++++ 提示文 ++++

このページでは、Security Command Center を有効にするときに実行される有効化プロセスの概要について説明します。ここでは、次のような一般的な質問に回答することを目的としています。
- Security Command Center が有効になっている場合はどうなりますか?
- 最初のスキャンの開始までに遅延が発生するのはなぜですか?
- 初回スキャンと継続スキャンの想定される実行時間はどのくらいですか?
- リソースと設定を変更するとパフォーマンスにどのような影響がありますか?
概要
Security Command Center を初めて有効にする場合は、Security Command Center がリソースのスキャンを開始する前に、有効化プロセスを完了する必要があります。Google Cloud 環境ですべての検出結果を表示するには、スキャンを完了する必要があります。
有効化プロセスとスキャンの完了にかかる時間は、環境内のアセットとリソースの数や、Security Command Center が有効になっているレベル(組織レベルまたはプロジェクト レベル)など、さまざまな要因によって変わります。
組織レベルでの有効化の場合、Security Command Center は、組織内のプロジェクトごとに有効化プロセスの特定の処理を実行する必要があります。組織内のプロジェクトの数に応じて、有効化プロセスが数分で完了する場合もあれば、数時間かかる場合もあります。プロジェクト数が 10 万を超える組織の場合、各プロジェクトのリソースの量やその他の複雑な要因により、有効化と初期スキャンが完了するまでに最大で 24 時間かかることがあります。
Security Command Center のプロジェクト レベルの有効化を使用すると、このプロセスが Security Command Center が有効化されている単一のプロジェクトに限定されるため、有効化プロセスが大幅に短縮されます。
以下では、スキャンの開始、設定の変更、スキャン ランタイムでレイテンシが生じる可能性のある要因について説明します。
トポロジ
次の図は、オンボーディングと有効化プロセスの概要を示しています。
オンボーディングでのレイテンシ
スキャンを開始する前に、Security Command Center はリソースを検出してインデックスに登録します。
インデックス登録されるサービスには、App Engine、BigQuery、Cloud SQL、Cloud Storage、Compute Engine、Identity and Access Management、Google Kubernetes Engine などがあります。
Security Command Center をプロジェクト レベルで有効にした場合、検出とインデックス登録の範囲は、Security Command Center が有効になっているプロジェクトに限定されます。
組織レベルで有効にした場合、Security Command Center は組織全体のリソースを検出してインデックスに登録します。
このオンボーディング プロセスでは重要なステップが 2 つあります。
アセットのスキャン
Security Command Center は、最初のアセット スキャンでプロジェクト、フォルダ、ファイル、クラスタ、ID、アクセス ポリシー、登録済みユーザー、その他のリソースの合計数、場所、状態を特定します。通常、このプロセスは数分で完了します。
API の有効化
リソースが検出されると、Security Command Center は、Security Health Analytics、Event Threat Detection、Container Threat Detection、Web Security Scanner の運用に必要となる Google Cloud の一部を有効にします。一部の検出サービスでは、保護されたプロジェクトで機能するように、特定の API を有効にする必要があります。

++++

Security Command Center の有効化についての文章を、「オンボーディングでのレイテンシ」を含む箇所から「Command Center は組織全体のリソースを検出してインデックスに登録します。」で終わる箇所まで書き出し、その際「組織全体」を「組織内のすべて」に置き換えてもらえますか?

++++ データ抜粋 ++++

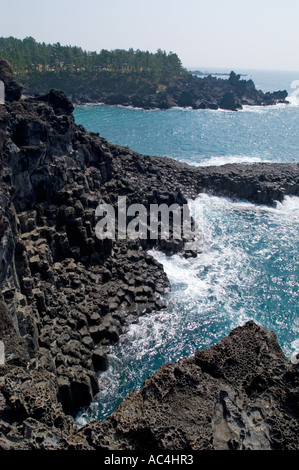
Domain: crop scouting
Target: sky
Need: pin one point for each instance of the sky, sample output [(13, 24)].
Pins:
[(233, 34)]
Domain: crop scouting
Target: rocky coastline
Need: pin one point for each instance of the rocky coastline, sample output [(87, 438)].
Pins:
[(207, 92), (66, 295)]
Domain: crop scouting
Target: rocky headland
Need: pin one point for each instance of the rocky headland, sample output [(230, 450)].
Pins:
[(66, 296), (208, 92)]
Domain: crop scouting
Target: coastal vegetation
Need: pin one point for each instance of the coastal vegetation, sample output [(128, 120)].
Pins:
[(39, 67)]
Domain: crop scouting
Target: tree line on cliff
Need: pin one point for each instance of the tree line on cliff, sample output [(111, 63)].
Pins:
[(40, 66)]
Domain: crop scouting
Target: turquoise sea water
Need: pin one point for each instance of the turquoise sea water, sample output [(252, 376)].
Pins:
[(249, 268)]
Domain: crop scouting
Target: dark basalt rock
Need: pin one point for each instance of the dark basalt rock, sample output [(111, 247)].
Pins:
[(241, 394), (13, 91), (199, 93), (58, 101), (66, 296)]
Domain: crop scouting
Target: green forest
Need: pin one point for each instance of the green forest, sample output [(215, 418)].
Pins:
[(40, 66)]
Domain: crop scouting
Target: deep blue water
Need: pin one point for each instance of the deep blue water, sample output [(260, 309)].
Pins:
[(249, 268)]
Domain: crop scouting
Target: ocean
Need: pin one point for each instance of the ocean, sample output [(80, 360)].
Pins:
[(249, 266)]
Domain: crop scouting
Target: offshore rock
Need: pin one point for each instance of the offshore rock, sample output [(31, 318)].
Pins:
[(13, 91), (66, 295)]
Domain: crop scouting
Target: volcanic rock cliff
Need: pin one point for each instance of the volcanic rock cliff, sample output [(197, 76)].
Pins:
[(66, 295), (190, 91)]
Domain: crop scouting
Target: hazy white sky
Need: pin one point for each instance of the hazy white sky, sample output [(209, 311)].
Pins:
[(260, 34)]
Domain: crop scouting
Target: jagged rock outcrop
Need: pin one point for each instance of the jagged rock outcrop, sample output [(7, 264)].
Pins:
[(241, 394), (190, 91), (65, 294)]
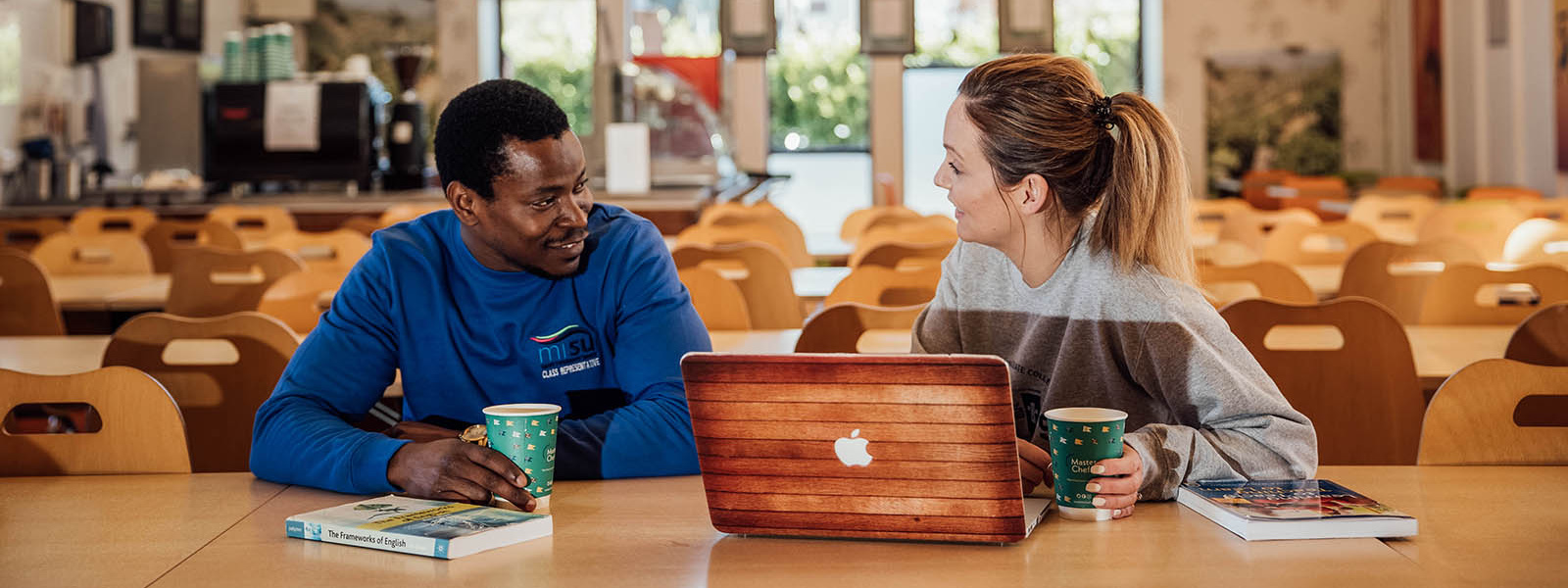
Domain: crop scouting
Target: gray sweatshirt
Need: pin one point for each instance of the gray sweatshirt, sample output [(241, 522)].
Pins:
[(1199, 405)]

++++

=== 出力結果 ===
オンボーディングでのレイテンシ
スキャンを開始する前に、Security Command Center はリソースを検出してインデックスに登録します。
インデックス登録されるサービスには、App Engine、BigQuery、Cloud SQL、Cloud Storage、Compute Engine、Identity and Access Management、Google Kubernetes Engine などがあります。
Security Command Center をプロジェクト レベルで有効にした場合、検出とインデックス登録の範囲は、Security Command Center が有効になっているプロジェクトに限定されます。
組織レベルで有効にした場合、Security Command Center は組織内のすべてのリソースを検出してインデックスに登録します。